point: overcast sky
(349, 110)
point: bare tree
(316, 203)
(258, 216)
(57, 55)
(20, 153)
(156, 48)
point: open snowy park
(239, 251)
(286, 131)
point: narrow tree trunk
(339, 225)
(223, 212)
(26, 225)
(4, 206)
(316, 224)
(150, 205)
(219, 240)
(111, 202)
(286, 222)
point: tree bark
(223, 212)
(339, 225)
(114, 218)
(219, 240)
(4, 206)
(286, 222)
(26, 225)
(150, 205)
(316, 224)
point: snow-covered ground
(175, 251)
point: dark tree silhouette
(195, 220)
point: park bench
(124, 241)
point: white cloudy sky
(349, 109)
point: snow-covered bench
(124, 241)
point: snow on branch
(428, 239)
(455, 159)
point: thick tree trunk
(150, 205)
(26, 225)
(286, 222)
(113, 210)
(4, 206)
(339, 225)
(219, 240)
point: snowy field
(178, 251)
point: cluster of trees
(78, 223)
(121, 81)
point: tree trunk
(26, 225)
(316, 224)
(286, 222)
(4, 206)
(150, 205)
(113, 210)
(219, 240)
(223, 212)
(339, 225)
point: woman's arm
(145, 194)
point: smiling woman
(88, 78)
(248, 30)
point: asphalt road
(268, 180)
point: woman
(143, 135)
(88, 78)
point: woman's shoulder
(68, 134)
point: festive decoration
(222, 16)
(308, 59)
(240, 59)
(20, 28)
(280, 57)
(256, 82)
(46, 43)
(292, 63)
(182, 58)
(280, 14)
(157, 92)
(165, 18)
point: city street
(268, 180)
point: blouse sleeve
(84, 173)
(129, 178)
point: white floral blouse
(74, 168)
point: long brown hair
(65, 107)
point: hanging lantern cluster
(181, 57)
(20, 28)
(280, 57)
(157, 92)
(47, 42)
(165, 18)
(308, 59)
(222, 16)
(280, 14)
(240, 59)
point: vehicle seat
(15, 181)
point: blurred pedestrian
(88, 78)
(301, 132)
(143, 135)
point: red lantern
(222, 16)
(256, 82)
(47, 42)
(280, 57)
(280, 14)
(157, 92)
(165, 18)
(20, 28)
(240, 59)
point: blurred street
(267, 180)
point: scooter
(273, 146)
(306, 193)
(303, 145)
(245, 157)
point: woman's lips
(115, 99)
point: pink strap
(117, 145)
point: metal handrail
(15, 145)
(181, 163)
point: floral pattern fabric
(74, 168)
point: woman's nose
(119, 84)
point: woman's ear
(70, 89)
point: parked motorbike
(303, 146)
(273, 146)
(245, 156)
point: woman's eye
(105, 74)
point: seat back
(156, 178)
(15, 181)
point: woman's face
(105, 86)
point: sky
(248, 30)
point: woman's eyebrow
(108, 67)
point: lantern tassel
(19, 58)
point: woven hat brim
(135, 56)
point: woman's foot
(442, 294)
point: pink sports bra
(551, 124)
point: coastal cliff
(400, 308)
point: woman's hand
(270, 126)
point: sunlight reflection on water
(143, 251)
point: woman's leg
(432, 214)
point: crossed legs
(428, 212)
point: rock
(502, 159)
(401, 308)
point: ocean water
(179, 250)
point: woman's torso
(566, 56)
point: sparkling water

_ _ _ _ _ _ _

• WORK ITEM: Write out all records exactly, keeping every detail.

• WORKED SOLUTION:
point: overcast sky
(349, 110)
point: bare tree
(316, 203)
(258, 216)
(57, 55)
(20, 153)
(156, 48)
point: open snowy park
(239, 251)
(286, 131)
point: narrow tree trunk
(339, 225)
(223, 212)
(26, 225)
(4, 206)
(316, 224)
(150, 205)
(219, 240)
(111, 202)
(286, 222)
point: tree bark
(223, 212)
(339, 225)
(114, 218)
(219, 240)
(4, 206)
(286, 222)
(26, 225)
(150, 205)
(316, 224)
point: snow-covered ground
(175, 251)
point: dark tree silhouette
(195, 220)
point: park bench
(124, 241)
point: white cloudy sky
(349, 109)
point: snow-covered bench
(124, 241)
point: snow on branch
(428, 239)
(455, 159)
point: thick tree trunk
(150, 205)
(26, 225)
(286, 222)
(113, 210)
(4, 206)
(339, 225)
(219, 240)
point: snowy field
(178, 251)
point: cluster of trees
(78, 223)
(121, 81)
point: tree trunk
(26, 225)
(316, 224)
(286, 222)
(4, 206)
(150, 205)
(113, 210)
(219, 240)
(223, 212)
(339, 225)
point: woman's arm
(145, 194)
point: smiling woman
(88, 78)
(248, 30)
point: asphalt road
(268, 180)
point: woman
(143, 135)
(88, 78)
point: woman's shoulder
(68, 134)
point: festive decoration
(222, 16)
(308, 59)
(240, 59)
(20, 28)
(280, 57)
(256, 82)
(46, 43)
(292, 63)
(182, 58)
(280, 14)
(157, 92)
(165, 18)
point: city street
(268, 180)
point: blouse sleeve
(84, 173)
(129, 178)
point: white floral blouse
(74, 168)
point: long brown hair
(65, 107)
point: hanging lantern cluster
(181, 57)
(20, 28)
(280, 57)
(157, 92)
(47, 42)
(165, 18)
(308, 59)
(222, 16)
(280, 14)
(240, 59)
point: vehicle seat
(15, 181)
point: blurred pedestrian
(88, 78)
(301, 132)
(143, 135)
point: red lantern
(222, 16)
(256, 82)
(47, 42)
(280, 57)
(280, 14)
(157, 92)
(165, 18)
(20, 28)
(240, 59)
point: blurred street
(267, 180)
point: scooter
(273, 146)
(306, 193)
(303, 145)
(245, 157)
point: woman's lips
(115, 99)
point: pink strap
(117, 145)
point: metal handrail
(15, 145)
(181, 163)
point: floral pattern fabric
(74, 168)
point: woman's nose
(119, 84)
point: woman's ear
(70, 89)
point: parked motorbike
(303, 146)
(273, 146)
(245, 156)
point: woman's eye
(105, 74)
point: seat back
(156, 178)
(15, 181)
point: woman's face
(105, 86)
point: sky
(248, 30)
point: woman's eyebrow
(108, 67)
point: lantern tassel
(19, 58)
point: woven hat brim
(135, 56)
point: woman's foot
(442, 294)
point: pink sports bra
(551, 124)
point: coastal cliff
(400, 308)
point: woman's hand
(270, 126)
point: sunlight reflection on water
(143, 251)
point: woman's leg
(432, 214)
point: crossed legs
(428, 212)
point: rock
(502, 159)
(401, 308)
point: ocean water
(179, 250)
point: woman's torso
(566, 56)
point: sparkling water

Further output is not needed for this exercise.